AIM OF THE EXERCISE
Copy each of the records below line for line, with no changes.
==== ENTRIES ====
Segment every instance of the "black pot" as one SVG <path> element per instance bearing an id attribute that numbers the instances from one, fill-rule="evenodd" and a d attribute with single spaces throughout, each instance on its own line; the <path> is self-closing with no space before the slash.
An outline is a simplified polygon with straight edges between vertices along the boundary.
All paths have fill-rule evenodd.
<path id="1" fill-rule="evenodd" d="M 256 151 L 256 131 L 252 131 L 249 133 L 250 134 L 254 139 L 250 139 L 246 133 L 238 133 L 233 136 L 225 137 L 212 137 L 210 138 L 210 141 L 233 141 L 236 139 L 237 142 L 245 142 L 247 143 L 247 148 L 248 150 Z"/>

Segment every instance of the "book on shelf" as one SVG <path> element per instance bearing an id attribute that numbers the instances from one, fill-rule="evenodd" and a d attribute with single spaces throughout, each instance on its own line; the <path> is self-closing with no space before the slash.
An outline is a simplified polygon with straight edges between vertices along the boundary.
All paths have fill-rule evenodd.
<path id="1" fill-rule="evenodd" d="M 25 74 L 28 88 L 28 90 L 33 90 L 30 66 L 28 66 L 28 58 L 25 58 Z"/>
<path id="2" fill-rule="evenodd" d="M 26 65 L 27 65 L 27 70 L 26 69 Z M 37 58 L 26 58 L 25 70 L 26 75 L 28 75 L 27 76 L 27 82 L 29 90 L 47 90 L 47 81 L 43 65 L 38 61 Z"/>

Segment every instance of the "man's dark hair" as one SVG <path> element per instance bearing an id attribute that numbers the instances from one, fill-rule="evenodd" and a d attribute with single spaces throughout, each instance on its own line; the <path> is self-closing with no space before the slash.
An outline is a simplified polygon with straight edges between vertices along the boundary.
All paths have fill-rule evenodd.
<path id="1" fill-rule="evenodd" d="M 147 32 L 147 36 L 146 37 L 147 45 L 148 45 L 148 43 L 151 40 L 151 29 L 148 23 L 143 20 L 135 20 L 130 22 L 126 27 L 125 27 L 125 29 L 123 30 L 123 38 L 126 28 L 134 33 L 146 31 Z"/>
====
PROBLEM SOLUTION
Segment every instance of the "black pot" as one SVG <path> element per instance bearing an id attribute that numbers the instances from one, fill-rule="evenodd" and a d attribute with single spaces throughout, each instance on its own line; the <path> is self-closing with no space before the slash.
An outline is a simplified polygon with straight edges between vertices along the boundary.
All paths have fill-rule evenodd.
<path id="1" fill-rule="evenodd" d="M 256 151 L 256 131 L 252 131 L 249 133 L 250 134 L 254 139 L 250 139 L 246 133 L 238 133 L 233 136 L 225 137 L 212 137 L 210 138 L 210 141 L 233 141 L 236 139 L 237 142 L 245 142 L 247 143 L 247 148 L 248 150 Z"/>

Segment every instance of the "book on shelf" as one SVG <path> element per instance bearing an id attribute that numbers the instances from one, fill-rule="evenodd" and a d attribute with single spaces throughout, each instance on its own line; the <path> is self-closing with no space before the slash.
An outline is a simplified polygon with straight edges between vertices along the boundary.
All paths have fill-rule evenodd.
<path id="1" fill-rule="evenodd" d="M 25 74 L 28 88 L 28 90 L 33 90 L 30 66 L 28 66 L 28 58 L 25 58 Z"/>
<path id="2" fill-rule="evenodd" d="M 26 65 L 27 65 L 27 70 L 26 69 Z M 37 58 L 26 58 L 25 70 L 26 75 L 28 75 L 27 76 L 27 82 L 29 90 L 47 90 L 47 81 L 43 65 L 38 61 Z"/>

Segment every instance of the "man's dark hair" as one SVG <path> element per instance bearing an id attribute that numbers the instances from one, fill-rule="evenodd" and a d attribute with single spaces throughout, each instance on its own line; the <path> is self-closing with no space before the slash.
An outline is a simplified polygon with straight edges between vertices along the boundary.
All paths have fill-rule evenodd.
<path id="1" fill-rule="evenodd" d="M 147 32 L 147 36 L 146 37 L 147 45 L 148 45 L 148 43 L 151 40 L 151 29 L 148 23 L 143 20 L 135 20 L 130 22 L 126 27 L 125 27 L 125 29 L 123 30 L 123 38 L 126 28 L 134 33 L 146 31 Z"/>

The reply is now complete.